--- DIRECTION ---
Write out exactly the lines running from the line that includes "out the lawn" to the end of the data, both ends included, and nothing besides.

--- PROVIDED RECORDS ---
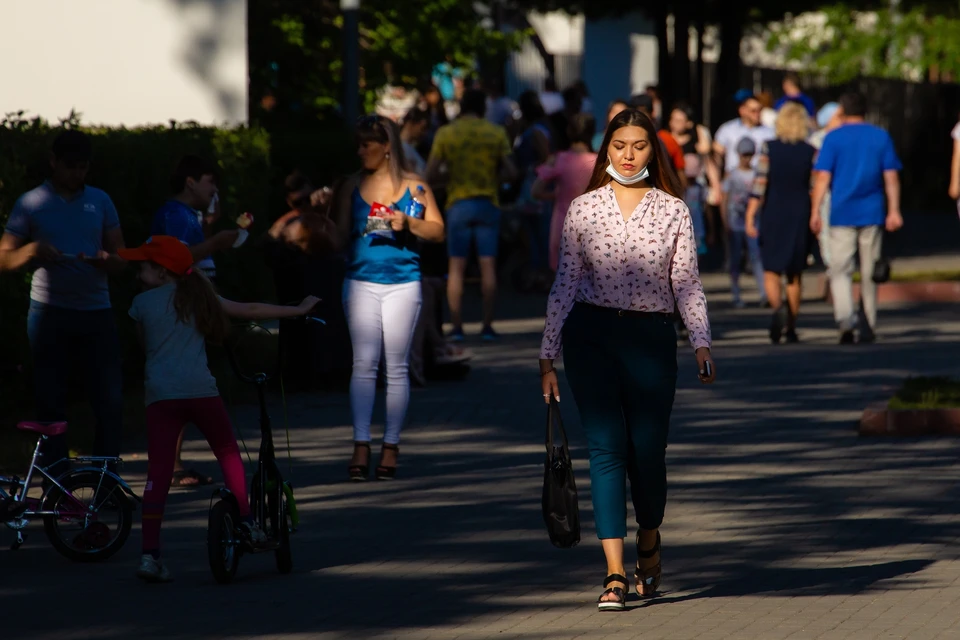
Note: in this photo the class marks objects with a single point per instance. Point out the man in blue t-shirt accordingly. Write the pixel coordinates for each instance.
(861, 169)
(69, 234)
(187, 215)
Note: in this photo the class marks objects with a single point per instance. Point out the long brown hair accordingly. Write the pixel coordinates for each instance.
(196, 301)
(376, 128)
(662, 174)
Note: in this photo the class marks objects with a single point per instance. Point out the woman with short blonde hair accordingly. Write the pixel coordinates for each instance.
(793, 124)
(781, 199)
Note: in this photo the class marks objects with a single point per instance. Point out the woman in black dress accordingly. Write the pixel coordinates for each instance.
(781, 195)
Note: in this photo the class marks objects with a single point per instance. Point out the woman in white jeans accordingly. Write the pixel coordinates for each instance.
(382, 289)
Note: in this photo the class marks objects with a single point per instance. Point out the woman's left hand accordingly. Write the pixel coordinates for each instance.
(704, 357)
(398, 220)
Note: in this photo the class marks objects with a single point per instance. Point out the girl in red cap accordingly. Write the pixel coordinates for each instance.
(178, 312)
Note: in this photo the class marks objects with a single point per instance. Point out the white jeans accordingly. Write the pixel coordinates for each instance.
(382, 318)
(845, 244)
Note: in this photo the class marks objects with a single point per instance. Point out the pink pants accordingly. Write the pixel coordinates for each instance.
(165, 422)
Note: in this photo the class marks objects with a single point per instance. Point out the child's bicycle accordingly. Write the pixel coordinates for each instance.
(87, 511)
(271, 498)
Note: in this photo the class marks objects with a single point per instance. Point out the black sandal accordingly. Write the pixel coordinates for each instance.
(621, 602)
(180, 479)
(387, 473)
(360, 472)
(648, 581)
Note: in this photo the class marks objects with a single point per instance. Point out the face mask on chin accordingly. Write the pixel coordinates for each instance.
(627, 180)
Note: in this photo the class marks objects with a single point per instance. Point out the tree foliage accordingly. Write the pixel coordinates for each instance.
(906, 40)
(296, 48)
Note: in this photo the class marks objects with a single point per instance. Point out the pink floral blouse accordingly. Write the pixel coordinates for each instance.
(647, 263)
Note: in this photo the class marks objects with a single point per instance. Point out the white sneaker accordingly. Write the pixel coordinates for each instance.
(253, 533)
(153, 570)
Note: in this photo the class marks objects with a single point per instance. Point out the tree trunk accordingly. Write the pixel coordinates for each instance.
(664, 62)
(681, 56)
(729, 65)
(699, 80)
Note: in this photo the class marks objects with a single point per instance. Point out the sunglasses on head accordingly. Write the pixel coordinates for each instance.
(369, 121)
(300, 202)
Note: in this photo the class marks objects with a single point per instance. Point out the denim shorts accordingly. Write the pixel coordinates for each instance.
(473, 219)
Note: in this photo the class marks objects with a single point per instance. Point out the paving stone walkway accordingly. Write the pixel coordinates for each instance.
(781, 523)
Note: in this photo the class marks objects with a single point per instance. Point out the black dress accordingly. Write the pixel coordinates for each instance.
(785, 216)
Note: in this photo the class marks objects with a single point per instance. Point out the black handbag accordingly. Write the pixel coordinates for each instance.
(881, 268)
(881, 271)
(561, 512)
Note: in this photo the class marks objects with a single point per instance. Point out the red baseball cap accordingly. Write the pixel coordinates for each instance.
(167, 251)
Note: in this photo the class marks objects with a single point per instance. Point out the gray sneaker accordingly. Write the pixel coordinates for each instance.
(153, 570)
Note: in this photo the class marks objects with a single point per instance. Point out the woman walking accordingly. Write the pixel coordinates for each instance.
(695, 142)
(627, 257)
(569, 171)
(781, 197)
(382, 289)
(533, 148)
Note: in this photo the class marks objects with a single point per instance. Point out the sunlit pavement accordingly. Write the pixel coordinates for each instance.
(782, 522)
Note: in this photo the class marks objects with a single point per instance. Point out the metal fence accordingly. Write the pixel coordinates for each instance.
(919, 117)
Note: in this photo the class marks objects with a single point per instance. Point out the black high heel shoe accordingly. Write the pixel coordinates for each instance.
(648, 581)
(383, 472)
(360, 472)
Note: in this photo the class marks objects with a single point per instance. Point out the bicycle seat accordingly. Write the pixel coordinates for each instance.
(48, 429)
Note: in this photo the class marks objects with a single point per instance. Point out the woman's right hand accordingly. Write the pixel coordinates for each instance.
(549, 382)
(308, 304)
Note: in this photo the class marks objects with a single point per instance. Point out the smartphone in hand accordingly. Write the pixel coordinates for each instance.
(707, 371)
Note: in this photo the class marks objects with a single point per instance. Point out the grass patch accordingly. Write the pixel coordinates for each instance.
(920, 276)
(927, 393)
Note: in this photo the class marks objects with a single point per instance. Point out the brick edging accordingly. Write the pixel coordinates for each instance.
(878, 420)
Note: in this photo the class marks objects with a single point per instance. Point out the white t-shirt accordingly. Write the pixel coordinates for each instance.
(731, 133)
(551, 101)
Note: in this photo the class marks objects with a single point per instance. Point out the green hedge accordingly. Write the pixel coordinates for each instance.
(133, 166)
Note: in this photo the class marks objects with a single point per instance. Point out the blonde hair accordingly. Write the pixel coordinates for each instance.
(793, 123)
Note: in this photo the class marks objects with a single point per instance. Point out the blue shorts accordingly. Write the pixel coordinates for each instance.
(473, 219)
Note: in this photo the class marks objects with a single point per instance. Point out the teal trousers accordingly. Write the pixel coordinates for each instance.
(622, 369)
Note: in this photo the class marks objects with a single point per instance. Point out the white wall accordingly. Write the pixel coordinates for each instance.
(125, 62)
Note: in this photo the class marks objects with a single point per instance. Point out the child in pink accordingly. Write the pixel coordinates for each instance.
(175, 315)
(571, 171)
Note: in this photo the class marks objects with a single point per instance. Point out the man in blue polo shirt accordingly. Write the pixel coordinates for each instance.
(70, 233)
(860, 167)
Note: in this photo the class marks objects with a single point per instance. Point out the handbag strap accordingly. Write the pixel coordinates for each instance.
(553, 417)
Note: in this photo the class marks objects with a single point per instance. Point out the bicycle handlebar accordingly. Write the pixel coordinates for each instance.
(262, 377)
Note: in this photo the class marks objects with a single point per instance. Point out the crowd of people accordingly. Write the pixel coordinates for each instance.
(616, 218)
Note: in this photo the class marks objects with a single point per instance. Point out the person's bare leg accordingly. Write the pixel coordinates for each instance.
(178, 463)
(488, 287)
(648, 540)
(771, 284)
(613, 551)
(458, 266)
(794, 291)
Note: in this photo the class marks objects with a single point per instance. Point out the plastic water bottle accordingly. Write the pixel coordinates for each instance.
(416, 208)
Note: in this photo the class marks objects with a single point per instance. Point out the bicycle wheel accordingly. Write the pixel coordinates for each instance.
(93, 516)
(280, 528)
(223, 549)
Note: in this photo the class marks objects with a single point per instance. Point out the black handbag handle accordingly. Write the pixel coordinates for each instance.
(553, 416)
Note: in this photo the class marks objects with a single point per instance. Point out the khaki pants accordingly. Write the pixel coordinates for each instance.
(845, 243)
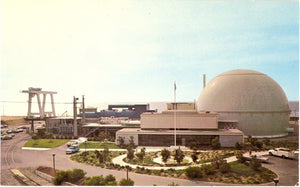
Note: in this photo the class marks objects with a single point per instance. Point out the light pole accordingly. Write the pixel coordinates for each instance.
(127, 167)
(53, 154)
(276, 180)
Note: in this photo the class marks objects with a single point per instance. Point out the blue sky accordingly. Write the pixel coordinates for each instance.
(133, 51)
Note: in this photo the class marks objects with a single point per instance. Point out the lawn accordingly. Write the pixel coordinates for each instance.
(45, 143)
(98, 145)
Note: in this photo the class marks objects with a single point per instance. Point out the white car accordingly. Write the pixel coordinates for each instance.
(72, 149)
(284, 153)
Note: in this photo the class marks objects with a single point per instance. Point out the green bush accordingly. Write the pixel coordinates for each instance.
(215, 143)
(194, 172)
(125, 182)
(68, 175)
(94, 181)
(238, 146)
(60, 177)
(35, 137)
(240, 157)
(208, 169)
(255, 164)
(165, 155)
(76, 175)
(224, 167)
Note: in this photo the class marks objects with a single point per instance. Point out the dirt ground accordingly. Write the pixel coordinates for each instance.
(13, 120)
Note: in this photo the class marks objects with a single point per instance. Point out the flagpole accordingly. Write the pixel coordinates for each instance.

--- EXPECTED ANSWER ---
Note: in this photo the class marks objects with a single point per instance. Point out the lawn accordingly. Write the pixel coordinates for each instance.
(45, 143)
(98, 145)
Note: in this photo the class marks objects with a single point per instance. Point out the white car accordingly. Write the pixel coordinates for each instance.
(72, 149)
(284, 153)
Note: in this photo the class marks objects with a single point per instance. Point out the green bush accordingly. Write the pixel coordinates for each instance.
(215, 143)
(194, 172)
(125, 182)
(68, 175)
(94, 181)
(238, 146)
(60, 177)
(35, 137)
(240, 157)
(208, 169)
(255, 164)
(165, 155)
(76, 175)
(224, 167)
Note: in this photo the class marks objects with a single point per instance. Point out the dirt ground accordingly. Write the pixel coordinates for each instance.
(13, 120)
Note: in this photo the class marks objects with a single point per instance. Point out the flagpole accordingly. Write the pixel coordinates for each instance.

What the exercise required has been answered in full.